__Task details__
Please rewrite the lines below as a Markdown table with the columns Row and Line, covering only the lines from the one containing "Reviewer note: confirm each instance of the woman's right" up to and including the one containing "pixel 660 357". Number each row, and skip any blank lines.

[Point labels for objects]
┄┄┄┄┄┄

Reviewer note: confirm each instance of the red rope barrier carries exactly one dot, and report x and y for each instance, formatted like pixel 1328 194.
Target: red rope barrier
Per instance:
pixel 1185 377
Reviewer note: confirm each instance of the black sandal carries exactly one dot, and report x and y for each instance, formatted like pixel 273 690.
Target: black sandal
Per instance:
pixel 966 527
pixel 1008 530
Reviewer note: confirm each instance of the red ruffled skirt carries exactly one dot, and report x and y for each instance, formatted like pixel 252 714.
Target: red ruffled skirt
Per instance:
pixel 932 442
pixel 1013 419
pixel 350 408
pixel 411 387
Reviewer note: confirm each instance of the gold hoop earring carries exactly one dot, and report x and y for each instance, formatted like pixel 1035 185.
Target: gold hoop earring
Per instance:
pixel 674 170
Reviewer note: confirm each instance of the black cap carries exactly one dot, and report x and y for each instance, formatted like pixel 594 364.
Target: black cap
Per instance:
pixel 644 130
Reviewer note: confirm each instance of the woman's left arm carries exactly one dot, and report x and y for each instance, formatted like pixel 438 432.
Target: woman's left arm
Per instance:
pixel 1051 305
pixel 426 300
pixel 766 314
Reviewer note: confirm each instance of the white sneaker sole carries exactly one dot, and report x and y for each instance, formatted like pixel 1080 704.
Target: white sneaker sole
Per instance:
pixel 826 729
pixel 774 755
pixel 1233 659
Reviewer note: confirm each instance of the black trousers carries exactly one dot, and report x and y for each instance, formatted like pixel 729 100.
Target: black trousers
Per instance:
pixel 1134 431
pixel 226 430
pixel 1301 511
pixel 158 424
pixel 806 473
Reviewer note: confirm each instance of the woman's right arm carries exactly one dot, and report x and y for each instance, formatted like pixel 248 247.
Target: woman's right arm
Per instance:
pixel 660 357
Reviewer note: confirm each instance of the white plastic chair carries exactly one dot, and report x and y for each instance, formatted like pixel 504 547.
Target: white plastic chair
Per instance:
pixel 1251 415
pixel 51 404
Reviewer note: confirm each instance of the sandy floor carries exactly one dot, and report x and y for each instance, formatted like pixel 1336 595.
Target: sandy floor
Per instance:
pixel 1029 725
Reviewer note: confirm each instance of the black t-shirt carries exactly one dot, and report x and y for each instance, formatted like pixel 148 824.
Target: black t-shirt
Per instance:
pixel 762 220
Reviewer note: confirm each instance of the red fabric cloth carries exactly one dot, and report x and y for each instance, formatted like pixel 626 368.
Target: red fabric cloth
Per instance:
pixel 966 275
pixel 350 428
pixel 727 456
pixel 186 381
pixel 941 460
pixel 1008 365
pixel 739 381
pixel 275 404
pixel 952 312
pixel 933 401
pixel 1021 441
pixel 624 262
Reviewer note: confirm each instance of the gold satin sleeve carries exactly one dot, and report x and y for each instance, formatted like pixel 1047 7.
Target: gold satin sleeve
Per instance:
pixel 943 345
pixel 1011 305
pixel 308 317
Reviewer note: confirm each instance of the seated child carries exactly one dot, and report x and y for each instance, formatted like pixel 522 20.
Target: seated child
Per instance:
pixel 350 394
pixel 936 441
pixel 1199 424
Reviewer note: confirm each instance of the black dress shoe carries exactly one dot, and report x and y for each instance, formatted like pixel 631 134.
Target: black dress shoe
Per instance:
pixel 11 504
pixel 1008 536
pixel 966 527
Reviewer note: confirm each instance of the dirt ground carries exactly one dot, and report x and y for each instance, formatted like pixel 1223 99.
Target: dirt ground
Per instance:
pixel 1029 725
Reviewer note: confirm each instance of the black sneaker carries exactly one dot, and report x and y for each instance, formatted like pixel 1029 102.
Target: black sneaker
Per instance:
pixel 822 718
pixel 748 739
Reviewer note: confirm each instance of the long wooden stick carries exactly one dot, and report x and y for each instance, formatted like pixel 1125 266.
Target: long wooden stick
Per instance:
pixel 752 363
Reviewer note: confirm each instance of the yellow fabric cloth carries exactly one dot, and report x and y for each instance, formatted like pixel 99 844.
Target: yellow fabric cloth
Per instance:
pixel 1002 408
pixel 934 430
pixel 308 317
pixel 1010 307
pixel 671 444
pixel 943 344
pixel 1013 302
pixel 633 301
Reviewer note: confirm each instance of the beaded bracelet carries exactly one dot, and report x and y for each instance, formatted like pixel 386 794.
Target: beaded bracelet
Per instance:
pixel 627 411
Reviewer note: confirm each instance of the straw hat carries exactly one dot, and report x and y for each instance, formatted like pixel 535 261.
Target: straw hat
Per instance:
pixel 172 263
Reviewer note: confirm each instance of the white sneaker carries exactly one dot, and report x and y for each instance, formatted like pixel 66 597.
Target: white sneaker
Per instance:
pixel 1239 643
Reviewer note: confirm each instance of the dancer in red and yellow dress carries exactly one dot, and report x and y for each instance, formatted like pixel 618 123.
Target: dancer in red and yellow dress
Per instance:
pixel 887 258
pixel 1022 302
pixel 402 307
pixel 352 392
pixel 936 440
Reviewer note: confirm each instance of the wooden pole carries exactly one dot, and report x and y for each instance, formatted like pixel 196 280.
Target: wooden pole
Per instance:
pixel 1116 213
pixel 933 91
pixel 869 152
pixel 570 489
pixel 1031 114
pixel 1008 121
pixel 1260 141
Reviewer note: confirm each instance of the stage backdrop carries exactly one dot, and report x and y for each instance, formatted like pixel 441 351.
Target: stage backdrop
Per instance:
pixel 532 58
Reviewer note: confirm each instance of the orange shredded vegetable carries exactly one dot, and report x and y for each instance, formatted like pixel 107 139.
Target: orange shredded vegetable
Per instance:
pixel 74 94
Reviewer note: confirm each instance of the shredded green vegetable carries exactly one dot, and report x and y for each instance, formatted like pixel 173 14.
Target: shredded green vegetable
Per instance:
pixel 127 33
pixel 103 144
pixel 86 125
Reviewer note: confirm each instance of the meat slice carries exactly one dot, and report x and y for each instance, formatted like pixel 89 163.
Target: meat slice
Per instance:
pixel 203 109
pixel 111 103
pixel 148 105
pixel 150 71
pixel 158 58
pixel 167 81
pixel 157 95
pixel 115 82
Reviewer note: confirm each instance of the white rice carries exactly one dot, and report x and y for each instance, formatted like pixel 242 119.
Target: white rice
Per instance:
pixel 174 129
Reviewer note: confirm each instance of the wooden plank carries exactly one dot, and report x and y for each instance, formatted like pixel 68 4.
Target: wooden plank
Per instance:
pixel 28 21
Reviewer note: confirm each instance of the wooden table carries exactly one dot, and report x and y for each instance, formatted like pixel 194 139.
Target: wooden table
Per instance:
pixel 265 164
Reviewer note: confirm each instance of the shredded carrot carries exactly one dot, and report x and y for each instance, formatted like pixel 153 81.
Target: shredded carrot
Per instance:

┄┄┄┄┄┄

__Task response__
| Row | Line |
|---|---|
| 1 | Reviewer note: confirm each instance of the woman's right arm carries exactly one dot, and report x and y for each instance, formatted like pixel 248 247. |
| 2 | Target: woman's right arm |
| 3 | Per instance: |
| 4 | pixel 660 357 |